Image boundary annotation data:
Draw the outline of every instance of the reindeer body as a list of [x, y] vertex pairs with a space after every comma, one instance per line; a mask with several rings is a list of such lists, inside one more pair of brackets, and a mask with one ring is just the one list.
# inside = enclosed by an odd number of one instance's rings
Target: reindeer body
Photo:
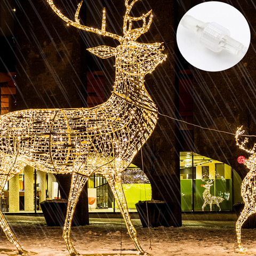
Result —
[[[143, 254], [131, 222], [121, 184], [121, 173], [152, 134], [157, 110], [144, 85], [144, 77], [166, 58], [161, 43], [142, 44], [136, 39], [149, 29], [151, 11], [141, 17], [130, 12], [138, 0], [125, 0], [124, 36], [106, 31], [103, 10], [101, 30], [81, 25], [64, 16], [47, 2], [68, 24], [118, 40], [116, 47], [106, 45], [87, 49], [101, 58], [115, 56], [116, 79], [114, 91], [103, 104], [90, 108], [29, 109], [0, 117], [0, 195], [6, 181], [27, 165], [42, 171], [72, 173], [63, 237], [71, 256], [79, 253], [71, 242], [74, 212], [85, 183], [93, 173], [105, 177], [124, 219], [128, 232], [140, 254]], [[130, 2], [130, 3], [129, 3]], [[149, 16], [147, 22], [146, 18]], [[133, 28], [133, 21], [143, 21]], [[26, 252], [0, 211], [0, 225], [20, 253]]]
[[29, 109], [2, 116], [0, 150], [17, 166], [11, 173], [2, 172], [11, 177], [27, 164], [48, 172], [75, 170], [86, 175], [124, 171], [156, 124], [150, 97], [144, 102], [133, 97], [117, 92], [94, 108]]
[[220, 203], [224, 201], [224, 198], [220, 197], [220, 196], [215, 196], [211, 194], [210, 192], [210, 188], [212, 184], [202, 185], [202, 187], [205, 188], [205, 190], [203, 193], [203, 198], [204, 198], [204, 204], [202, 206], [202, 210], [204, 211], [204, 207], [209, 204], [210, 205], [210, 210], [212, 211], [212, 207], [213, 204], [216, 204], [221, 210]]
[[244, 132], [242, 129], [242, 127], [241, 127], [236, 132], [235, 136], [236, 145], [251, 155], [247, 159], [245, 159], [243, 163], [250, 171], [241, 184], [241, 196], [244, 203], [244, 207], [236, 222], [236, 231], [238, 248], [242, 251], [245, 251], [241, 242], [242, 226], [251, 215], [256, 213], [256, 153], [255, 152], [256, 144], [254, 144], [252, 149], [249, 150], [245, 147], [245, 145], [248, 141], [248, 138], [245, 138], [242, 142], [239, 142], [238, 137]]

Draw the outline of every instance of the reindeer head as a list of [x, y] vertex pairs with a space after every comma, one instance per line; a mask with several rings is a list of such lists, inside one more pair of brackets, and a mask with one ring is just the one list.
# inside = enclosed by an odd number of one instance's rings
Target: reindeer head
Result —
[[[87, 49], [90, 52], [102, 59], [112, 56], [116, 57], [116, 67], [118, 71], [130, 75], [142, 75], [151, 73], [157, 65], [162, 62], [166, 58], [166, 55], [162, 53], [164, 50], [161, 43], [142, 44], [136, 42], [142, 34], [146, 33], [151, 25], [153, 19], [152, 10], [140, 17], [135, 18], [130, 15], [130, 12], [134, 4], [139, 0], [125, 0], [126, 11], [124, 17], [123, 36], [118, 36], [106, 31], [106, 11], [103, 11], [103, 18], [101, 29], [81, 25], [78, 20], [79, 12], [82, 2], [79, 4], [75, 15], [75, 21], [73, 21], [64, 16], [56, 7], [53, 0], [47, 0], [50, 5], [57, 15], [68, 25], [79, 29], [98, 34], [105, 36], [109, 36], [120, 42], [116, 47], [102, 45]], [[148, 17], [149, 17], [149, 18]], [[147, 18], [148, 19], [147, 22]], [[143, 25], [140, 28], [132, 28], [132, 22], [143, 21]]]
[[205, 182], [205, 184], [201, 184], [201, 187], [203, 187], [206, 189], [210, 189], [210, 188], [213, 185], [212, 183], [214, 181], [213, 179], [211, 179], [209, 180], [205, 180], [205, 179], [202, 179], [202, 180]]
[[245, 159], [244, 164], [249, 169], [251, 170], [256, 170], [256, 152], [255, 151], [256, 149], [256, 144], [254, 145], [252, 149], [249, 150], [245, 147], [245, 144], [248, 142], [247, 138], [245, 138], [242, 142], [239, 142], [239, 137], [244, 133], [244, 131], [242, 130], [242, 129], [243, 126], [241, 126], [240, 128], [237, 128], [235, 135], [236, 145], [241, 149], [251, 154], [250, 156]]
[[213, 184], [201, 184], [201, 187], [206, 189], [210, 189], [210, 188], [213, 185]]

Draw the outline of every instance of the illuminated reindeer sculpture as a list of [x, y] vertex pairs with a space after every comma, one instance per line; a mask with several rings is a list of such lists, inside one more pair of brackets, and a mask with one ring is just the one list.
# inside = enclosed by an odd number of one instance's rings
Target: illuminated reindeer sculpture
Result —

= PROBLEM REQUIREMENTS =
Reproduce exactly the line containing "Draw the outline of every instance of the illuminated" and every line after it through the end of the records above, and nothing else.

= COMPLETE ANSWER =
Draw the outline of every instance of the illuminated reindeer sculpture as a list of [x, y] vertex pairs with a space after every comma, one instance per line; a mask with several rings is a list of such lists, inside one more pair of brackets, and a mask with one ring is just the one list.
# inside = enclosed by an odd number of one instance's rings
Target: illuminated reindeer sculpture
Result —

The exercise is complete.